>> START
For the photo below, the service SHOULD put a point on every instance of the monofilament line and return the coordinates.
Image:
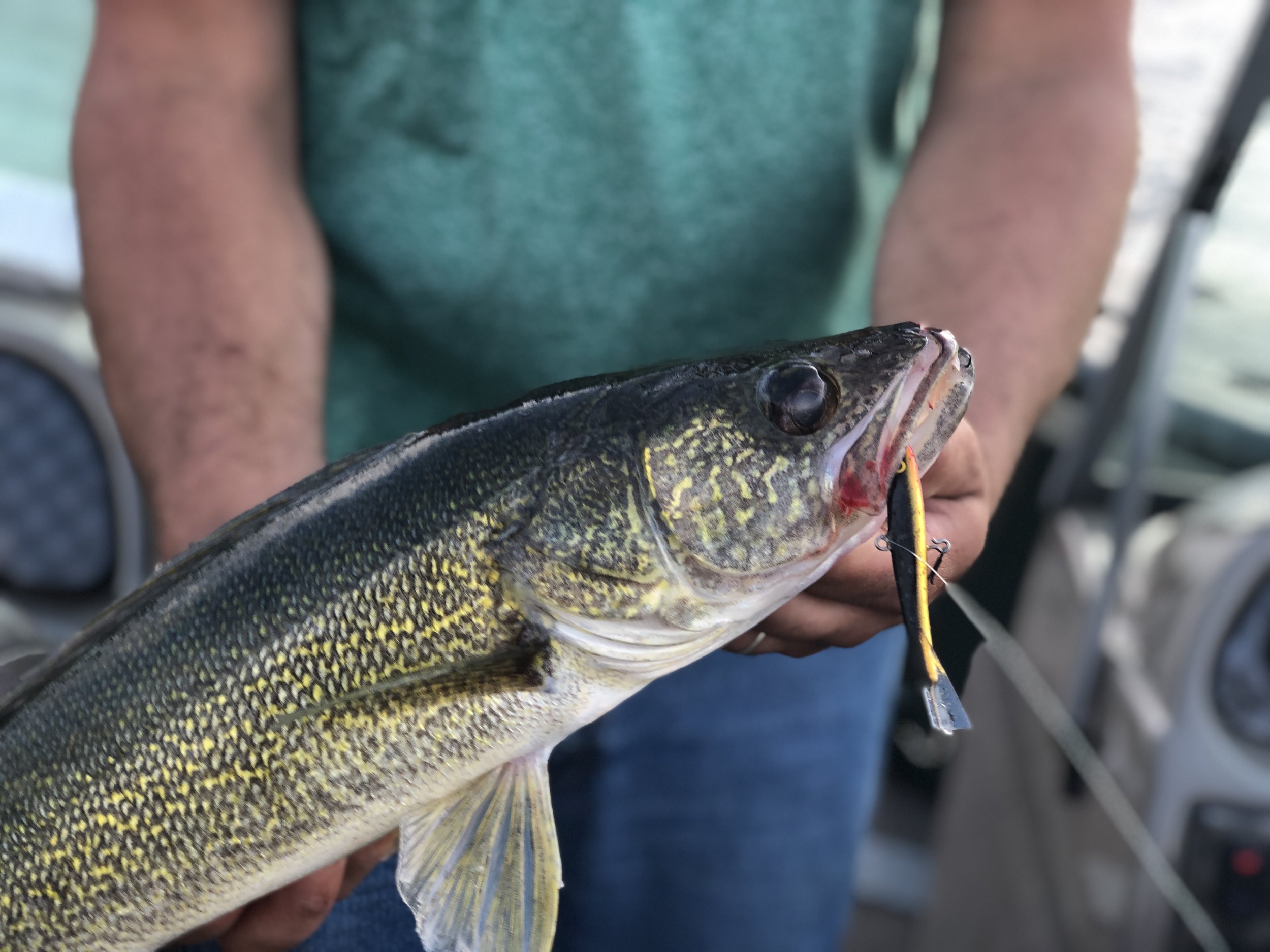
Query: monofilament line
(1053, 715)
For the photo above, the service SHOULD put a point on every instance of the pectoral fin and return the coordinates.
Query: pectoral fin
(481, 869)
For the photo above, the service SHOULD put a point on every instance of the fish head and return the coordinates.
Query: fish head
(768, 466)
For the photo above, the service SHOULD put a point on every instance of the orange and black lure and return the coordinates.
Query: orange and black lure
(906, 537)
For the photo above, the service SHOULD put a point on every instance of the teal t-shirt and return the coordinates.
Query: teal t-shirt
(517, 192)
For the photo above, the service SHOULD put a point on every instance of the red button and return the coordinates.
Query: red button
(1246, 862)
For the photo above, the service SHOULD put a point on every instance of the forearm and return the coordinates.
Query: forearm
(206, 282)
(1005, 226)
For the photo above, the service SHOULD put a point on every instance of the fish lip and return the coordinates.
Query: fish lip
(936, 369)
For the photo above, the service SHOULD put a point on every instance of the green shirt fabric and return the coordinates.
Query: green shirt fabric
>> END
» **WHAT TO DO**
Rescale the records from the line with "t-shirt and return the coordinates." to the line with "(1246, 862)", both lines included. Reproduce every line in that span, requests and all, but multiply each coordinate in the answers by 0.45 and round the result to a whole number, with halves rounded up.

» **EXERCISE SOLUTION**
For the photo above, the service SHOULD put a point on every instance of the teal t-shirt and return the coordinates.
Query: teal t-shirt
(233, 86)
For the photo above, the service SHOULD put a point on every instance of the red button and return the coordinates.
Query: red button
(561, 388)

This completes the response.